# GIVEN TEXT
Supreme Court Starts hearing the petitions filed pertaining to General Election for the second day.Hearing resumed with the submission of Mr.Viran Corea appearing for center for policy alternative and Dr.Pakkiyasothi Sarawanamuttu, Director of CPA.

Mr.Corea embarked on his submissions by stating that the Petitioners have come before Supreme Court to protect the people’s right to franchise and their sovereignty. He submitted that free and fair elections must be safe and health experts have suggested that under the prevailing conditions holding an election is not safe. 

He submitted that until that time a new Parliament can be elected, the functions of the Parliament must continue. He concurred with the submissions made by Mr.Sumanthiran PC and associated with those submissions. Articles 33A and 42 of the Constitution stipulate that the President and the Cabinet are constitutionally responsible to the Parliament. Parliament has full control of public finance. In terms of the constitution the functioning of the Parliament cannot be dispensed as per Article 62 of the Constitution. Referring to the 2018 dissolution case, Mr.Corea said that there is no special power vested on the President to dissolve Parliament except the power subject to the restrictions stipulated in Art.70 of the Constitution. He pointed out that Art.70(5)(a) should be understood in a way that the discretion to call for an early election is subject to the condition that a new date is set to summon a new Parliament within 3 months. These time limits are -all components of the discretionary power to dissolve- vested on the President. The only exception to the aforesaid restriction is contained in Art.70 (6) of the Constitution.

# WHAT TO DO
1: Reproduce the part of the hearing report starting with "Mr.Corea embarked on" and going on through "is not safe.".
2: In the hearing report, which articles of the Constitution make the President and the Cabinet constitutionally responsible to Parliament?
Draw on the hearing report alone.

Stored items

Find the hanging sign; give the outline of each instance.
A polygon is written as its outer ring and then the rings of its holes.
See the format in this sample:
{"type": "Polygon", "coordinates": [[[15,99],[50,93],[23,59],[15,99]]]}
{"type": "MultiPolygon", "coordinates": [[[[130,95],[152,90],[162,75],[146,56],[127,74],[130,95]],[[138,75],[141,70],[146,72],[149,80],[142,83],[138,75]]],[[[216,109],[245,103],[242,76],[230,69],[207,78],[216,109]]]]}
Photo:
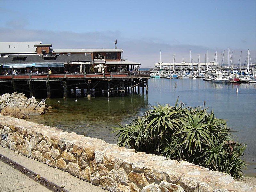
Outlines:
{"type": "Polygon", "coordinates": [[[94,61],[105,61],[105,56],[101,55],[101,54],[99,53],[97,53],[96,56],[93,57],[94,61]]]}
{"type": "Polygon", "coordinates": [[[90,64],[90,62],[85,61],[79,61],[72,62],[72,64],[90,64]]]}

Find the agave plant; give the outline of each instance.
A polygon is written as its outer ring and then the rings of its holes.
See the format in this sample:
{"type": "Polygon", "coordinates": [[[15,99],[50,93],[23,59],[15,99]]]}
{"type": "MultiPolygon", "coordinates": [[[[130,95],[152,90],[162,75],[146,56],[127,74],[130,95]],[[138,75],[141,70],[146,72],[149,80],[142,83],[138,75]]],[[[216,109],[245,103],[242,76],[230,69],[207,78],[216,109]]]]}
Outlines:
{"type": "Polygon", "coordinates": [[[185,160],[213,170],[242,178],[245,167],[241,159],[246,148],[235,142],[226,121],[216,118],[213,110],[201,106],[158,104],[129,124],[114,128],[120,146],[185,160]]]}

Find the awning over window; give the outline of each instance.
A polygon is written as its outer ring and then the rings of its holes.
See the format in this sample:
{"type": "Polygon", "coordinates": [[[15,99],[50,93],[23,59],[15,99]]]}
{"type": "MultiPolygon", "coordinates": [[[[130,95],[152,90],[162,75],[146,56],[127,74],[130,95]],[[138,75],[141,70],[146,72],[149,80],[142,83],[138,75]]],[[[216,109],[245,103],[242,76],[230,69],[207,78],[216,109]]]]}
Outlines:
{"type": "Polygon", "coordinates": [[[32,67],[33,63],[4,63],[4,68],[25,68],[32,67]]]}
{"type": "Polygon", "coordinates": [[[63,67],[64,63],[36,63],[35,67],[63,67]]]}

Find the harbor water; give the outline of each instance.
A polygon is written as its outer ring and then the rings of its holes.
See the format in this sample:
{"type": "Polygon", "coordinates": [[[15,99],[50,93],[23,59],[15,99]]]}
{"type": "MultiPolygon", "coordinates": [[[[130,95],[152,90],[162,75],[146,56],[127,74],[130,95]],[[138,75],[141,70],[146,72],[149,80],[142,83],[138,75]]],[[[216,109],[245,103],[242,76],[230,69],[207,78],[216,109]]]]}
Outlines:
...
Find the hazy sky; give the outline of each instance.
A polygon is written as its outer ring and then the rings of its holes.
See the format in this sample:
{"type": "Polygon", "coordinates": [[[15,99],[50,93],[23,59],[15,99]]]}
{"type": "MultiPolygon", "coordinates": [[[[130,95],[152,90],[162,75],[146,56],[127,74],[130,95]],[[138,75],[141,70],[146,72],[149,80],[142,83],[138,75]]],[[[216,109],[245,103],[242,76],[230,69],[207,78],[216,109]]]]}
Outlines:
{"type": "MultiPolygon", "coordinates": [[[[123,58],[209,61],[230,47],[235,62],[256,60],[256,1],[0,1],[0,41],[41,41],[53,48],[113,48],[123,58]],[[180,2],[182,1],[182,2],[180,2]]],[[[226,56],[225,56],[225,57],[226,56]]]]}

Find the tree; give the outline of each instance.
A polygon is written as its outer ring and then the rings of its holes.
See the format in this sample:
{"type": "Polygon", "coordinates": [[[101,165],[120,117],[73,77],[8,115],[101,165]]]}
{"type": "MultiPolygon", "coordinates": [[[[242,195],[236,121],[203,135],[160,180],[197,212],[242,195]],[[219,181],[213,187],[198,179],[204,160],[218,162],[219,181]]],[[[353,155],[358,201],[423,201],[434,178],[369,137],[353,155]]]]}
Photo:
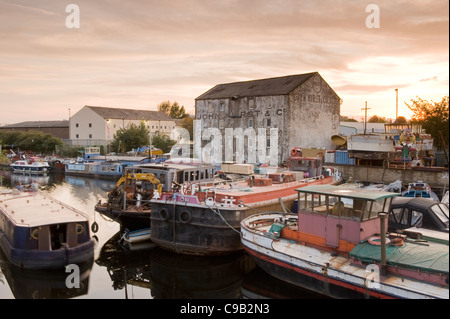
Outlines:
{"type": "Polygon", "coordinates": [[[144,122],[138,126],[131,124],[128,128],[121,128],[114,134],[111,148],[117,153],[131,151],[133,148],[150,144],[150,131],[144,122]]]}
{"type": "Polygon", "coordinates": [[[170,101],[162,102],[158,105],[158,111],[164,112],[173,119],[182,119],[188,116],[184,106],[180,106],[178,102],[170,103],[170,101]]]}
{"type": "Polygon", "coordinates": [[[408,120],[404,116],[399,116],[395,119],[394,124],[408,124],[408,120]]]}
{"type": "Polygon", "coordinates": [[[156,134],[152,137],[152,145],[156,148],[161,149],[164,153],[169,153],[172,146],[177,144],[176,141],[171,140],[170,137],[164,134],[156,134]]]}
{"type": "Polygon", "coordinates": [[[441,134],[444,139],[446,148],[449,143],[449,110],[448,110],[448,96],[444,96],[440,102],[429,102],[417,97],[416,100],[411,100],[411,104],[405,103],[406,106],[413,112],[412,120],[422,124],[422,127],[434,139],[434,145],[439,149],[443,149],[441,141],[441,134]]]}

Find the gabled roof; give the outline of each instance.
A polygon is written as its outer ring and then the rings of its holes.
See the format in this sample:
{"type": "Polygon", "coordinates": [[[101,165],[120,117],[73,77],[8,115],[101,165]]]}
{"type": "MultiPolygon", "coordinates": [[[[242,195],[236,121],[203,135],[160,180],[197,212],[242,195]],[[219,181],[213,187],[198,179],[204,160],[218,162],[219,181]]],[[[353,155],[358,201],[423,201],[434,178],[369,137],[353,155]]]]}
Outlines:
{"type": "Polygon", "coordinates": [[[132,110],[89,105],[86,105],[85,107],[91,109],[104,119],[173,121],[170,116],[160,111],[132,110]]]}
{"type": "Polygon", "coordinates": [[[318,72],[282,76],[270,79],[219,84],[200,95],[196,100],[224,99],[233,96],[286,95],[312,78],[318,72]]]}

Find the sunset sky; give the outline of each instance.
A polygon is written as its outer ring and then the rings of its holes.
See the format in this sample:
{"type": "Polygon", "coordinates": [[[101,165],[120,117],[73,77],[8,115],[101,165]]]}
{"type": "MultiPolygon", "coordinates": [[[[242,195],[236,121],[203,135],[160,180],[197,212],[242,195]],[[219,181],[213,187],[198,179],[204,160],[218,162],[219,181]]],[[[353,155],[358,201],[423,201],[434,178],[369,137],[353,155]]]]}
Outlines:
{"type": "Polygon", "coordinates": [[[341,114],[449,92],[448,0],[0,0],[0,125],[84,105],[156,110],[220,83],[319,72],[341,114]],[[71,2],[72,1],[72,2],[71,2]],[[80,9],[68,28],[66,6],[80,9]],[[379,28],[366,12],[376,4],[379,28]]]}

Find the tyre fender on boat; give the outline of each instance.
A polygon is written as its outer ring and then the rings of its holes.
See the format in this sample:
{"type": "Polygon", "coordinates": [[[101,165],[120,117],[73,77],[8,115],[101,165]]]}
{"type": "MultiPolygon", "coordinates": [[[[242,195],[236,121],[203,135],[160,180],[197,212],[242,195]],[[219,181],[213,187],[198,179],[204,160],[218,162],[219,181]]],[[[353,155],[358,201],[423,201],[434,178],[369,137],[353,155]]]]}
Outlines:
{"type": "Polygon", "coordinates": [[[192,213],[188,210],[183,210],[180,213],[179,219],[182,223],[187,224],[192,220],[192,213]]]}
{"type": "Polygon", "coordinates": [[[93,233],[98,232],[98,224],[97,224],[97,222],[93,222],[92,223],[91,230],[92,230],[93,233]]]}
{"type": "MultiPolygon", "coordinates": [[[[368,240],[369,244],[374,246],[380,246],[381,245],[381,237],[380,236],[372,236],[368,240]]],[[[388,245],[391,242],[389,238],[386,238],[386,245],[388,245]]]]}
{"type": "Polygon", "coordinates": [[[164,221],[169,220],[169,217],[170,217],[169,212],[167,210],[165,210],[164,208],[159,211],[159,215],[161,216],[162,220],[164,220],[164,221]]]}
==
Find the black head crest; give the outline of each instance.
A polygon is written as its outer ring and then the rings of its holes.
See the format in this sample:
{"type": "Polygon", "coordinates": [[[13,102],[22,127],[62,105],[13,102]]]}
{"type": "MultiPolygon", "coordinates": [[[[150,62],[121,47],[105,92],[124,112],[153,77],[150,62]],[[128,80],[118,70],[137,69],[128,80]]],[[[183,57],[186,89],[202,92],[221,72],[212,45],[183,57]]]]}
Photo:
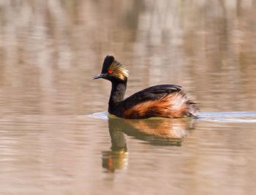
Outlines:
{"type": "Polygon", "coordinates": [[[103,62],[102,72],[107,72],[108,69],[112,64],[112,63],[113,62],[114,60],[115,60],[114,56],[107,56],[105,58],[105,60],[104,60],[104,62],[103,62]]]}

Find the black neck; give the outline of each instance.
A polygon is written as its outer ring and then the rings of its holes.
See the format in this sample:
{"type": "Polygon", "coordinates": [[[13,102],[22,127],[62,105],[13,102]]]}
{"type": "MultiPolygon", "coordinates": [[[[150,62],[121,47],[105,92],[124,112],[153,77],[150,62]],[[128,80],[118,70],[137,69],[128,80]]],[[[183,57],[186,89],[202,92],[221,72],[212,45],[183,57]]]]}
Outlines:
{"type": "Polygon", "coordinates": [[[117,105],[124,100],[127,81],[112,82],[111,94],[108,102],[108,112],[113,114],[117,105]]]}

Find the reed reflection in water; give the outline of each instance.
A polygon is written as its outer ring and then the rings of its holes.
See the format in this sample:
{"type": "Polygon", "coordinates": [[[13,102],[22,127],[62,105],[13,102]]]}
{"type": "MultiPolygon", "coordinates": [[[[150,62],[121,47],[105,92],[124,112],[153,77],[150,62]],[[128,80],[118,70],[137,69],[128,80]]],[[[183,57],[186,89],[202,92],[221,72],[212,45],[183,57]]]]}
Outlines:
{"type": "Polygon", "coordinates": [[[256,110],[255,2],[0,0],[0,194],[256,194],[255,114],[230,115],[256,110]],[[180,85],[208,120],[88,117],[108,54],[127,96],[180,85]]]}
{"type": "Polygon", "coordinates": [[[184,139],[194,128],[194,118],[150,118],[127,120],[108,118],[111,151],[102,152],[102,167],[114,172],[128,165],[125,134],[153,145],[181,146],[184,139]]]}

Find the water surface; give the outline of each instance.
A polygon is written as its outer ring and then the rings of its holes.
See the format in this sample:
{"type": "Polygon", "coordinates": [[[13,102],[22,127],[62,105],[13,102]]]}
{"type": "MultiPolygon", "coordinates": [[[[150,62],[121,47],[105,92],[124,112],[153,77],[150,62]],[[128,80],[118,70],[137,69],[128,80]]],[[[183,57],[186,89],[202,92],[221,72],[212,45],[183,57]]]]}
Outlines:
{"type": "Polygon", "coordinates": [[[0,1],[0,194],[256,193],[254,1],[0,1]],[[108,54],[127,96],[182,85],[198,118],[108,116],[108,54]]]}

# ANSWERS TO THE TASKS
1:
Mr.Corea embarked on his submissions by stating that the Petitioners have come before Supreme Court to protect the people’s right to franchise and their sovereignty. He submitted that free and fair elections must be safe and health experts have suggested that under the prevailing conditions holding an election is not safe.

2: Articles 33A and 42.